____ Source material
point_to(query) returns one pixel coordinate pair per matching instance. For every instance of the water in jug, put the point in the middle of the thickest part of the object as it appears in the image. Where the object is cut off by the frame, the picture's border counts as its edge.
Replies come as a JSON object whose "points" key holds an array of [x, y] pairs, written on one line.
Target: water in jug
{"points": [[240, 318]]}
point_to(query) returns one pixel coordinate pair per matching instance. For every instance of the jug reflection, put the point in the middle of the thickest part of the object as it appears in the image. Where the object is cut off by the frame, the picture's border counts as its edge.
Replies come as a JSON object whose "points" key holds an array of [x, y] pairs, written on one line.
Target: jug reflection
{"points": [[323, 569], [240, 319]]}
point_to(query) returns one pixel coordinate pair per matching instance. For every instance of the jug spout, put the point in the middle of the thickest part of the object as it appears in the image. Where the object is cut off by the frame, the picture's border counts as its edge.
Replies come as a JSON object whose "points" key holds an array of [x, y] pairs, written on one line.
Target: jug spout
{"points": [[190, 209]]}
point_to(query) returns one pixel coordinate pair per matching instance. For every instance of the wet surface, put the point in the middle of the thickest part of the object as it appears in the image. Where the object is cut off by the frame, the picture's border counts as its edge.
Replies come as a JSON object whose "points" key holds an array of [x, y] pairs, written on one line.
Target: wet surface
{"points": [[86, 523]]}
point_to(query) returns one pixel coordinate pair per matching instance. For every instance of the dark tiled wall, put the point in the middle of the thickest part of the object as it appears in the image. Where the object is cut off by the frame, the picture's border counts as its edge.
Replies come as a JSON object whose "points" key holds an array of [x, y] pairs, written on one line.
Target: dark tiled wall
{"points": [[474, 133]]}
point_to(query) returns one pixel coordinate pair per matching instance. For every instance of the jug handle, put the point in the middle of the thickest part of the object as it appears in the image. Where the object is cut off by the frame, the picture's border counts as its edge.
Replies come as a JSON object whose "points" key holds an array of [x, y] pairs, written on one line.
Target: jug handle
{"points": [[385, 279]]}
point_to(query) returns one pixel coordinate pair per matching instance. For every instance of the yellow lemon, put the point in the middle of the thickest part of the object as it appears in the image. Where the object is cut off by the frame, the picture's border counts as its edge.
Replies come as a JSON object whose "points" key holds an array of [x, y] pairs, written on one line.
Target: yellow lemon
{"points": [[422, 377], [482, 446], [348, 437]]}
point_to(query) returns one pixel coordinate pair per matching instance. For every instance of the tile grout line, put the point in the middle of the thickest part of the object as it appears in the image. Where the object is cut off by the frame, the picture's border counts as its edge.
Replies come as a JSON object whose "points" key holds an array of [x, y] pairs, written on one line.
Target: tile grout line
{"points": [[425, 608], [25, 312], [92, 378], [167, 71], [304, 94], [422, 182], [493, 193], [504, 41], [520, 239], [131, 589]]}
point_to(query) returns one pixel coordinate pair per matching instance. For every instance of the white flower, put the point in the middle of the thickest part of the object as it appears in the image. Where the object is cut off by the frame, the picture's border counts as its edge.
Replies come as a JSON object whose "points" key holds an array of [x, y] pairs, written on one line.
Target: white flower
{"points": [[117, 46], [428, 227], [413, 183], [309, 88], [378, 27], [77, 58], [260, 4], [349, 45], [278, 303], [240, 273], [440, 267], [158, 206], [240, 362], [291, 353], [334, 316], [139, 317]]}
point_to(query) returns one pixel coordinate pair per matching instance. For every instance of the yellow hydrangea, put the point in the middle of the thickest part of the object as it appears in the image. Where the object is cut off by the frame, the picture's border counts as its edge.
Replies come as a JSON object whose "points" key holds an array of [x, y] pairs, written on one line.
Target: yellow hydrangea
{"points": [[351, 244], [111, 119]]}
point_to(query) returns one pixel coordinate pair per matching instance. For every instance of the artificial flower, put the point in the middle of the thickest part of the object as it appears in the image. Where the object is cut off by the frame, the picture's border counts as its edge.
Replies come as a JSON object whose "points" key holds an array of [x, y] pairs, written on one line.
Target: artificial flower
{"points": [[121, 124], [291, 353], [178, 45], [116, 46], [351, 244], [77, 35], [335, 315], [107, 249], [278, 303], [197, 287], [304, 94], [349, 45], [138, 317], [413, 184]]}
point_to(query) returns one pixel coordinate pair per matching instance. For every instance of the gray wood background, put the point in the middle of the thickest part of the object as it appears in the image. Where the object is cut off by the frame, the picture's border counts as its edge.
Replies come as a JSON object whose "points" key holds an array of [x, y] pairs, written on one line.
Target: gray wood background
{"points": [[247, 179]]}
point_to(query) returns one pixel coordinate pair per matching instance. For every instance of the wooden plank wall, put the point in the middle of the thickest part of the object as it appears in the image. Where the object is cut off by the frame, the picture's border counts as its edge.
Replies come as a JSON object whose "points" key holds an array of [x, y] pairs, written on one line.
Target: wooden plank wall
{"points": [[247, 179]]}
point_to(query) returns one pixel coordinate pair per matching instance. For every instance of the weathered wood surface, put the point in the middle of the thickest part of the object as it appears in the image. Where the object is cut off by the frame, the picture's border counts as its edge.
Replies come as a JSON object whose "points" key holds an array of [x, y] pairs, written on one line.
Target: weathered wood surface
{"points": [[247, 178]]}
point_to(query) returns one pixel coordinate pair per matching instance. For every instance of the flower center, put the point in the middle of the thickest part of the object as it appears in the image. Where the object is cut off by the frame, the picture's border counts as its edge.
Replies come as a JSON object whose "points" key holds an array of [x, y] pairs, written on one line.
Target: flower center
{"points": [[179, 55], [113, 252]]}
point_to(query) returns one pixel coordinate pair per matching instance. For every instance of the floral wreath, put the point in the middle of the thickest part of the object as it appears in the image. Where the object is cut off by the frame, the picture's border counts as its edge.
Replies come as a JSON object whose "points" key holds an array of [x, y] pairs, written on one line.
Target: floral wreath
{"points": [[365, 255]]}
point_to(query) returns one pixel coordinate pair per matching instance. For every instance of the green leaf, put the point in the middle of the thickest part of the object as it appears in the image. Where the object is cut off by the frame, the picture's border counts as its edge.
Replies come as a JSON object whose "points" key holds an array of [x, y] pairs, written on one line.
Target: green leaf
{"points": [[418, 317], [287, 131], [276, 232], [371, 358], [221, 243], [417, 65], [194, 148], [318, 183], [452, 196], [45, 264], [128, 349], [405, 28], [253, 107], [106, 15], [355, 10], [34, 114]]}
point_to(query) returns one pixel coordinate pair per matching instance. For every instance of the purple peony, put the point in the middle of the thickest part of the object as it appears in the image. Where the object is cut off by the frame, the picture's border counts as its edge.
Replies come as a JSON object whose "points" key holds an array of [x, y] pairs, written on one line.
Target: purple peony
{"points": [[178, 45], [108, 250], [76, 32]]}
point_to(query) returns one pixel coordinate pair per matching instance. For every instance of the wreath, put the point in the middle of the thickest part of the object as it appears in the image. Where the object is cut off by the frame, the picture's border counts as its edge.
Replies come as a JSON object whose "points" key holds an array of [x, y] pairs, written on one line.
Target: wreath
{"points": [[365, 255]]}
________
Your instructions: Only one span of lines is wanted: the line with "of the purple" and every line after it to the end of the entries, output exactly.

Written answer:
point_to(query) returns one pixel coordinate pair per matching instance. For every instance of the purple peony, put the point in the middle of the thickest part of the object as it appears in the image. Where the object is cut off by the frame, the picture's border counts as its edge.
Replies come as a JSON object whose "points" key holds an array of [x, y] pairs, written on one line.
Target: purple peony
{"points": [[178, 45], [108, 250], [76, 32]]}
point_to(query) returns one pixel coordinate pair per matching instance. For every instance of the wreath, put the point in the middle of the thickest part of the object as it appears in the image. Where the object is cut off by the frame, the picture's border counts as its edge.
Replies come as a JSON object whose "points" key holds an array of [x, y] pairs, written on one line.
Target: wreath
{"points": [[365, 255]]}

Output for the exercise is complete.